> _SET PROBLEM_: Extend the passage below on runway concrete paving during overnight and weekend closures, picking up after its final sentence.

For these shorter closures, the time for the PCC to gain sufficient strength to reopen is a significant factor, but construction methods can be just as critical since a good portion of the closure is necessary for the required curing time. For example, Charleston’s runway closure started at 10 p.m. and ended at 6:45 a.m. With the material requiring four to five hours to reach sufficient strength, all placement work had to be completed by 1:45 to 2:45 a.m. As such, there were only approximately four hours for removal, preparation and placement of the PCC.

Some of the lessons learned on overnight closures, including at Charleston, Colorado Springs, Phoenix, Savannah and Seattle, were:

  • Use rapid-setting, rapid-strength PCC materials to minimize curing time and maximize preparation time;
  • Early saw cutting (such as during a previous closure) allows slab removal to occur earlier in the closure period;
  • Reducing the number of layers to be constructed or reconstructed shortens the overall construction time;
  • Using temporary, precast slabs provides some flexibility to extend preparation and placement work over multiple closures;
  • Providing sufficient equipment and labor to perform the work and providing backup equipment can avoid possible problems; and
  • Evaluating the opening requirements to maximize the work allowed in the construction window (such as not requiring full pavement strength in areas that are outside of the main traffic area).

Weekend closures

Weekend closures also provide a relatively short construction window and restrict the type of work that can be completed, but are obviously not as restrictive as overnight closures. Weekend closures allow areas of slabs to be replaced (instead of individual slabs) and allow time for additional items of work to be performed, such as drainage improvements. As such, projects that can be completed during weekend closures include reconstruction of large sections of a runway, such as Airborne Airpark and Columbia International. These same projects could take as long as two to four weeks under night closures, could have a much greater impact on operations and could ultimately be much more expensive.

Many of the considerations for overnight closures can be applied to weekend closures, but there is greater flexibility with the longer closure. For example, relatively quick PCC strength gain is still essential, but it does not have to be as aggressive as the few hours needed for overnight closures and may only need to be used for areas paved immediately prior to reopening. Airborne required opening strength within 24 hours, while Charleston required strength gain in four to five hours.

> _DATA SHOWN_:

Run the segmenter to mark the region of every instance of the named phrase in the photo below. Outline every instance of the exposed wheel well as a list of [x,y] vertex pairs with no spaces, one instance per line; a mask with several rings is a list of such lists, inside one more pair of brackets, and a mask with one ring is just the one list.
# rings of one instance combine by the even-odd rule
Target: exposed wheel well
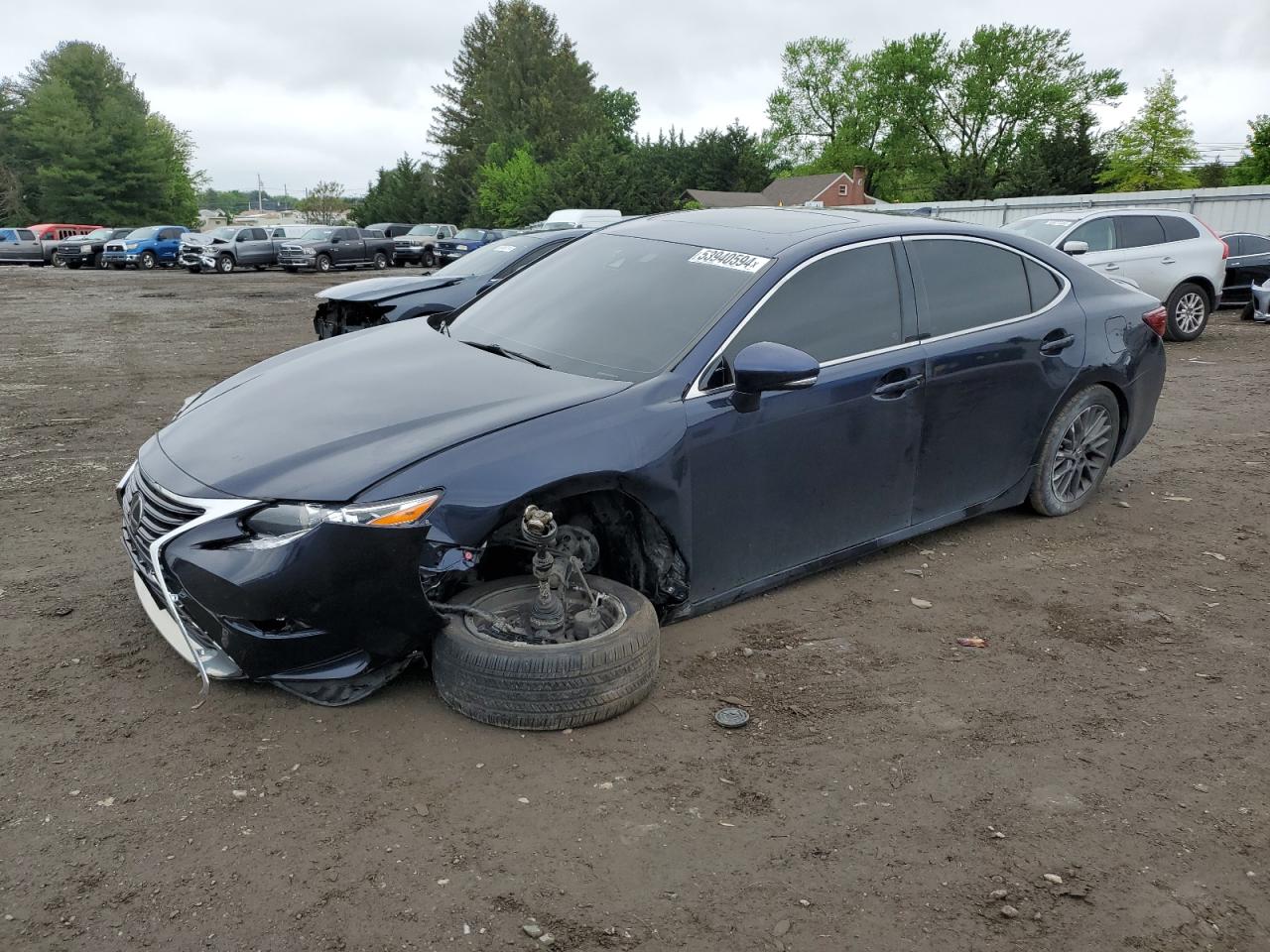
[[[560,526],[575,526],[599,542],[596,572],[643,593],[659,613],[688,595],[688,570],[662,522],[640,500],[616,489],[545,490],[527,496],[555,514]],[[519,509],[495,529],[481,560],[480,576],[494,579],[527,571],[528,553],[519,539]]]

> _RESULT FOR THIS TASK_:
Longer-than-weekend closures

With longer closures, more conventional designs, construction methods and materials can be used and the types of projects that can be considered are scarcely limited. For example, although the Memphis International Runway 18R-36L reconstruction was on an accelerated schedule, the paving portion of the work was performed in 12-hour shifts, six days a week, using conventional paving techniques and PCC materials. The emphasis during longer closures begins to focus on keeping more tasks on track for the accelerated schedule and on planning to minimize possible delays. Key considerations during longer closures include:

  • A high level of communication needs to be maintained, decisions are addressed in a timely manner and phases are coordinated with stakeholders; and
  • Weather delays can be minimized by using stabilized subgrade or stabilized base layer. Weather is more likely to be an issue with longer closures because grades can be open for a longer period. Short closures can be cancelled if poor weather is in the forecast.

Finding an opening

Opening requirements are related to the PCC obtaining sufficient strength to support aircraft (or construction) traffic without damage. For example, the FAA P-501 specification sets opening requirements as a PCC flexural strength of 550 psi (compressive strength of 3,500 psi if specified) or 14 days after the PCC has been placed if strength testing is not available. However, with accelerated projects some repairs are completed and reopened in less than 14 hours, not 14 days.

Although most projects could not afford 14 days for curing, the majority of projects required opening strengths of 550 psi (or very close to it). The opening requirements included opening for construction traffic. What generally varied between projects was the time available to achieve that strength. Some examples of varying opening requirements are:

  • The runway intersection reconstruction at Savannah-Hilton Head required 500-psi flexural strength in four hours;
  • The runway slab replacements at Seattle-Tacoma required 550-psi flexural strength in five hours;
  • Airborne Airpark required 650-psi flexural strength in 24 hours on the runway reconstruction;
  • In the reconstruction of Taxiway M at Cincinnati/Northern Kentucky International, 700-psi flexural strength was required in three days;
  • The reconstruction and extension of Runway 8-26 at Phoenix Sky Harbor required 750-psi compressive strength for opening during construction of the middle section of the runway. This lower strength was considered acceptable because the area was included as part of the overrun for the reduced runway length. Although the area had to be reopened to traffic every morning, the pavement was only required to support an aircraft in case of emergency; should an overrun occur the pavement would likely be damaged and it was required that the pavement be replaced, but it would support an aircraft; and
  • Similarly, the PCC on the cross-runway construction at Savannah that was outside of the intersection but still within the active runway safety area was only required to achieve initial set. Because the pavement was not directly in the active intersection, it only needed to support an aircraft in case of an emergency. As with the Phoenix project, it was anticipated that the pavement would be damaged and would need to be replaced if used in an emergency, but it would have sufficient strength to support an aircraft.

Thus, as the above examples illustrate, there is often some flexibility in determining opening requirements for PCC. The advantage of a flexible approach to opening strength is that the construction window is maximized by requiring less curing time prior to reopening the active pavement area.

And the advantage to the business traveler is the peace of mind associated with uninterrupted travel due to construction delays.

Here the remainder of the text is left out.